[start]

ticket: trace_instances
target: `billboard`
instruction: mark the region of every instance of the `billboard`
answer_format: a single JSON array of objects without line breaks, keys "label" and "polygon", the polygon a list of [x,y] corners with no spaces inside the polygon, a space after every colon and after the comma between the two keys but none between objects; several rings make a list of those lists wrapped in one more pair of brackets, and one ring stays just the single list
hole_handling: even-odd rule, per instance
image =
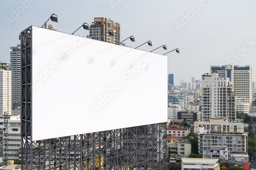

[end]

* What this task involves *
Please reproduce the records above line for line, leaving out the pictures.

* Written response *
ticket: trace_instances
target: `billboard`
instruction: mark the region of every instance of the `billboard`
answer_format: a single JSON array of objects without line breaks, keys "label" and "polygon", the polygon a list of [x,y] corners with no spaces inside the polygon, a space after every colon and after the comma between the two keys but none between objects; several rings make a list of those lists wrapped in one more pair of brackets, and one ring stays just the single list
hole_handling: even-odd rule, per instance
image =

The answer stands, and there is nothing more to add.